- **Brief**
Nothing should be omitted: restate the full listing word for word.

- **Input data**

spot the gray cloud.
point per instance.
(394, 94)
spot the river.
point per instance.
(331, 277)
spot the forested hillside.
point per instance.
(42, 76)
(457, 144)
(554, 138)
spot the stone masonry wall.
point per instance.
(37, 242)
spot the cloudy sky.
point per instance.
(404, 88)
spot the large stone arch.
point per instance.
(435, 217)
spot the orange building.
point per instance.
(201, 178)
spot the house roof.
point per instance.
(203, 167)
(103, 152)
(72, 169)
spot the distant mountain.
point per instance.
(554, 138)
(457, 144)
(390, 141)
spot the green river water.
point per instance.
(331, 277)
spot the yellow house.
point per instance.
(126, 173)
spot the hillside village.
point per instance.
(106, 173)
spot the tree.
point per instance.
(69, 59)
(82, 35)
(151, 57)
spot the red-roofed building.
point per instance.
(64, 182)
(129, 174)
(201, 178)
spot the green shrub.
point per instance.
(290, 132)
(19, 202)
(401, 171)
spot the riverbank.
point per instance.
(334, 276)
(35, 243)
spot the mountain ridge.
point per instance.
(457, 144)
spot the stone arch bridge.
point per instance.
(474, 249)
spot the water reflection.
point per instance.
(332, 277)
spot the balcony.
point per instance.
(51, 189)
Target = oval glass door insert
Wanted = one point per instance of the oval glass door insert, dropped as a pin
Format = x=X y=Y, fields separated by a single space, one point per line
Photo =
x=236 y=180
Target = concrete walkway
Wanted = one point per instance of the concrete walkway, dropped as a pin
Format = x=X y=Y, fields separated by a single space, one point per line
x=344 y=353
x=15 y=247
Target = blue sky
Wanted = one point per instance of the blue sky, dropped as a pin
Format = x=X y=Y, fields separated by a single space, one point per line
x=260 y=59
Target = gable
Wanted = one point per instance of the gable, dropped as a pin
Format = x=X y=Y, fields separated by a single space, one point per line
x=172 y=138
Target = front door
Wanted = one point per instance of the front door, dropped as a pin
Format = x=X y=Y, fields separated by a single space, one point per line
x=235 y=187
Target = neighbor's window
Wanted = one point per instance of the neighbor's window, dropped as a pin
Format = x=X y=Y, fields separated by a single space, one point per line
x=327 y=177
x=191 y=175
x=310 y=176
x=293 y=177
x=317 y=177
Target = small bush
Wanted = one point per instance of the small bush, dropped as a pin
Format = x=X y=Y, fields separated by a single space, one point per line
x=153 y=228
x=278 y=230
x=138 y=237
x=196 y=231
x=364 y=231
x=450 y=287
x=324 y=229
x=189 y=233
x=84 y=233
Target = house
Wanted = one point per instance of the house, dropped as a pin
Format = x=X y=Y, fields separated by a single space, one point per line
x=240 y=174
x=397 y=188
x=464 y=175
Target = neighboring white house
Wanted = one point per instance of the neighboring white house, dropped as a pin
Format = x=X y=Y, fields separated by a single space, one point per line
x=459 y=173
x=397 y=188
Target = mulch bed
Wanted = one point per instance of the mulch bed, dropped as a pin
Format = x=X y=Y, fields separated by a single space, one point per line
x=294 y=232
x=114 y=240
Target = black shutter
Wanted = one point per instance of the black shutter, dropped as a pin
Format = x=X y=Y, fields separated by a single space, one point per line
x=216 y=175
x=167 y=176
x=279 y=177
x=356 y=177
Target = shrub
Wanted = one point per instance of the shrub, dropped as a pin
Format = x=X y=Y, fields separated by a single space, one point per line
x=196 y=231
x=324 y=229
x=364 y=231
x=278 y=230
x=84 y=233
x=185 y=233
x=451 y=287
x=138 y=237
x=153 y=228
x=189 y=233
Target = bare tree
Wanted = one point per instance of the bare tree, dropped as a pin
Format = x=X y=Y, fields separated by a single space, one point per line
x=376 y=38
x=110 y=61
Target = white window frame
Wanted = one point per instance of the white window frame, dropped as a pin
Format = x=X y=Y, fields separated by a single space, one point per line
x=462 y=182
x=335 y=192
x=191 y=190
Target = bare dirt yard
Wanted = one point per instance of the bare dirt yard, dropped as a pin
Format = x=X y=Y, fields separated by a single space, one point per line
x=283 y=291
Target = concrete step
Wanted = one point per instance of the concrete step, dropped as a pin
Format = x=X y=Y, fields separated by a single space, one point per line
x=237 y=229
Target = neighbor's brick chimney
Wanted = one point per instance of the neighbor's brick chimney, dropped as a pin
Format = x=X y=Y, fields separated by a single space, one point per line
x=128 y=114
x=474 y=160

- **Result**
spot the gray cloud.
point per instance.
(394, 94)
spot the river.
point per instance.
(331, 277)
spot the forested hillside.
point per instance.
(42, 76)
(457, 144)
(554, 138)
spot the stone masonry wall.
point per instance.
(37, 242)
spot the cloudy sky.
point per instance.
(404, 88)
spot the large stone arch.
point per instance.
(435, 217)
spot the orange building.
point per instance.
(201, 178)
spot the house roof.
point per instance.
(203, 167)
(103, 152)
(72, 169)
spot the distant mountain.
point per instance.
(554, 138)
(457, 144)
(390, 141)
spot the green river water.
point per instance.
(331, 277)
spot the yellow house.
point per instance.
(126, 173)
spot the hillside village.
point per instance.
(106, 173)
spot the tree.
point per instance.
(69, 59)
(82, 35)
(151, 57)
spot the red-roofed building.
point per instance.
(64, 182)
(129, 174)
(201, 178)
spot the green shrub.
point per instance.
(290, 132)
(19, 202)
(401, 171)
spot the riverbank.
point per instance.
(334, 276)
(35, 243)
spot the mountain ridge.
point per instance.
(457, 144)
spot the stone arch bridge.
point per instance.
(474, 249)
spot the water reflection.
point per instance.
(332, 277)
spot the balcony.
point per instance.
(51, 189)
Target = oval glass door insert
Wanted = one point per instance of the oval glass door insert, dropped as a pin
Format = x=X y=Y, fields separated by a single space, one point per line
Photo =
x=236 y=180
Target = concrete walkway
Wanted = one point per instance of the concrete walkway, dropped as a pin
Format = x=X y=Y, fields separated by a single space, one point per line
x=344 y=353
x=15 y=247
Target = blue sky
Wanted = one point per instance of the blue sky, dropped as a pin
Format = x=X y=Y, fields separated by a single space, one point per line
x=260 y=59
Target = gable
Wanted = one point per instance of the gable, dropped as a pin
Format = x=X y=Y, fields separated by a single space, one point per line
x=172 y=138
Target = front door
Wanted = one point per instance of the front door, dropped as a pin
Format = x=X y=Y, fields separated by a single space, one point per line
x=235 y=187
Target = neighbor's window
Wanted = one point per instance of the neighbor's window, dropped as a pin
Format = x=X y=Y, fields separated by a single space, one point per line
x=327 y=177
x=191 y=175
x=310 y=176
x=293 y=177
x=317 y=177
Target = small bush
Wanted = one point per instance of the small bush, dropped as a pin
Format = x=X y=Y, fields separated by a single space, one point per line
x=153 y=228
x=278 y=230
x=138 y=237
x=196 y=231
x=364 y=231
x=450 y=287
x=324 y=229
x=189 y=233
x=84 y=233
Target = house
Wanted = one point per instance of the house, dropped as a pin
Format = x=X y=Y, fields separated by a single space, one point per line
x=240 y=174
x=397 y=188
x=464 y=175
Target = neighboring white house
Wanted = one point per instance of the neighboring white house, dropped as a pin
Format = x=X y=Y, fields separated by a single space, one point per line
x=459 y=173
x=397 y=188
Target = mulch bed
Wanted = one point per instance of the mulch bed, dropped as a pin
Format = x=X y=Y, fields separated by a single space, one point per line
x=294 y=232
x=114 y=240
Target = black shutter
Wanted = one point per instance of the black shutter, dropped as a pin
Format = x=X y=Y, fields separated by a single space, one point per line
x=216 y=175
x=167 y=176
x=279 y=177
x=356 y=177
Target = shrub
Wanted = one point per instance of the shrub, dropped as a pin
Format = x=X y=Y, fields separated by a single space, one point per line
x=196 y=231
x=324 y=229
x=364 y=231
x=278 y=230
x=84 y=233
x=185 y=233
x=451 y=287
x=138 y=237
x=153 y=228
x=189 y=233
Target = bare tree
Wanted = one point per instance of the bare tree, dropped as a pin
Format = x=X y=Y, fields separated by a single space, one point per line
x=376 y=38
x=110 y=61
Target = white window frame
Wanted = one point per instance of the white window frame, dropped as a pin
Format = x=X y=Y, fields separated by a single space, one point per line
x=462 y=182
x=335 y=192
x=191 y=190
Target = bare dirt yard
Wanted = one point per instance of the bare dirt yard, dropped as a pin
Format = x=X y=Y, fields separated by a single space, one point per line
x=283 y=291
Target = concrete step
Wanted = one point per instance of the concrete step, dropped as a pin
Format = x=X y=Y, fields separated by a single space, one point per line
x=237 y=229
Target = neighbor's brick chimney
Wanted = one point per instance of the neighbor's brick chimney, dropped as a pin
Format = x=X y=Y, fields separated by a single space, one point per line
x=128 y=114
x=474 y=160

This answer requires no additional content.